§ Provided information
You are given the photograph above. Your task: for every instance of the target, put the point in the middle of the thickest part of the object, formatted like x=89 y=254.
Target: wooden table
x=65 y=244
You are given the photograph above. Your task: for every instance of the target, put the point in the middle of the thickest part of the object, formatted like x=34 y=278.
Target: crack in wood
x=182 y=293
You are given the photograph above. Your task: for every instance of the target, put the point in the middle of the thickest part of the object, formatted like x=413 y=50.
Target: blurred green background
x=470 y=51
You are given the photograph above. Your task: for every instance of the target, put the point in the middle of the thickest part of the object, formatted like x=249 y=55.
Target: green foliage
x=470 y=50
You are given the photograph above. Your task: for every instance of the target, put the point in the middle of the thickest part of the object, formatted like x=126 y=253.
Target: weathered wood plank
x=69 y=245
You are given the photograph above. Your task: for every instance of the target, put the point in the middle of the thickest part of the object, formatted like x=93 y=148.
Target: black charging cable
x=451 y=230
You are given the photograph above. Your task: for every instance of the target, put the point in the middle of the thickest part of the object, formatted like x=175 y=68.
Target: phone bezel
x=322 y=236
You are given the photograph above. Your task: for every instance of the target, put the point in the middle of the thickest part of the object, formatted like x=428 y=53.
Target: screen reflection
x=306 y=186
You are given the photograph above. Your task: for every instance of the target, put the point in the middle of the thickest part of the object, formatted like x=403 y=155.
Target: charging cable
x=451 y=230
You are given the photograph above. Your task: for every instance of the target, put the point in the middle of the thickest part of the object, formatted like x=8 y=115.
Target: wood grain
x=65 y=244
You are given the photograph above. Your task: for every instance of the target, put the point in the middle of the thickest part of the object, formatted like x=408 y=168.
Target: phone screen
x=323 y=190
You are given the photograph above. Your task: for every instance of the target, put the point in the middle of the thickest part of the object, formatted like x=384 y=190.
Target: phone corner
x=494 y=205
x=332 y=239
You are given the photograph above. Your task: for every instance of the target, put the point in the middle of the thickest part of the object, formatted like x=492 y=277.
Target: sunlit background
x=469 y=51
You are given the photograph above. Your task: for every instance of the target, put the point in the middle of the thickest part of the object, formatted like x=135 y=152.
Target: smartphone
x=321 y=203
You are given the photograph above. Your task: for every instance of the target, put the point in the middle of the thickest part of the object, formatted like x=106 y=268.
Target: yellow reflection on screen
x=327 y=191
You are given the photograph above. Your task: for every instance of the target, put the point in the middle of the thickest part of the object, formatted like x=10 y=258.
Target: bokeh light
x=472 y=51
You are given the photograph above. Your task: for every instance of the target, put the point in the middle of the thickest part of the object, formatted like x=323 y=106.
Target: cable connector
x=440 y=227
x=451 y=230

§ What the task asks
Update the listing above by replacing every occurrence of "thickest" with "widest", and reproduce the listing in full with everything else left unchanged.

§ Result below
You are given the photograph above. Your task: for every instance of the target, put the point in the middle of the widest part of the object, formatted like x=89 y=254.
Target: wooden table
x=65 y=244
You are given the photograph above. Your task: for every instance of the target, put the point in the middle of the widest part of the object, formatted like x=34 y=278.
Target: crack in wood
x=182 y=293
You are given the photograph above. Your task: for every instance of the target, put the point in the middle of the widest part of the object, formatted like x=413 y=50.
Target: blurred green background
x=470 y=51
You are given the photograph above. Your task: for every instance of the target, put the point in the middle of the widest part of the object, formatted like x=249 y=55.
Target: green foliage
x=470 y=50
You are given the photograph above. Your task: for every instance of the target, put the point in the middle of the widest part of the object, formatted like x=126 y=253.
Target: weathered wood plank
x=69 y=245
You are given the photograph above. Your task: for every instance of the target, put the point in the middle of the widest part of the object, formatted like x=93 y=148.
Target: black charging cable
x=451 y=230
You are given the photograph above. Your task: for every instance of the target, put the point in the middle of the widest part of the object, formatted like x=175 y=68.
Target: phone bezel
x=322 y=236
You are given the photograph above. Your task: for every instance of the target, put the point in the middle of the widest part of the object, formatted like x=428 y=53.
Target: screen reflection
x=306 y=186
You are given the photograph above. Your task: for every instance of the target, put the point in the middle of the widest part of the object, formatted like x=403 y=155.
Target: charging cable
x=451 y=230
You are given the photograph above. Your task: for every instance of the target, put the point in the middle of the widest part of the object, formatted like x=8 y=115.
Target: wood grain
x=65 y=244
You are given the photograph above. Your task: for every instance of the target, put the point in the middle of the widest part of the object, formatted like x=408 y=168.
Target: phone screen
x=323 y=190
You are given the photograph above. Your task: for every instance of the target, put the point in the middle of the widest part of the object, formatted like x=384 y=190.
Target: phone corner
x=494 y=205
x=332 y=239
You are given the photograph above. Your task: for every instance of the target, put the point in the middle of the widest part of the object, formatted like x=492 y=277.
Target: sunlit background
x=469 y=51
You are given the photograph above. Your task: for every instance of the target, put the point in the middle of the widest part of the object, formatted like x=135 y=152.
Target: smartphone
x=321 y=203
You are given the photograph above. Your task: for every instance of the target, put the point in the middle of the widest part of the object, formatted like x=106 y=268.
Target: yellow reflection on screen
x=327 y=191
You are given the photograph above. Your task: for every instance of the target, put the point in the middle of the widest part of the object, formatted like x=10 y=258.
Target: bokeh light
x=472 y=51
You are given the photograph above. Your task: for every instance of the target, put the point in the middle of the widest part of the object, formatted like x=323 y=106.
Target: cable connector
x=440 y=227
x=451 y=230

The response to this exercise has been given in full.